## Exercise details
Locate each line in the rows below that contains the string "parked", and copy every such line in full.
>> Start Data shown
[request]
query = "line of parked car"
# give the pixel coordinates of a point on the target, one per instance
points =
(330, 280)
>> End Data shown
>> Start Data shown
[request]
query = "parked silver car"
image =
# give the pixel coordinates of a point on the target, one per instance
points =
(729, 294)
>> End Data shown
## Written reply
query = "line of parked car"
query = "parked silver car"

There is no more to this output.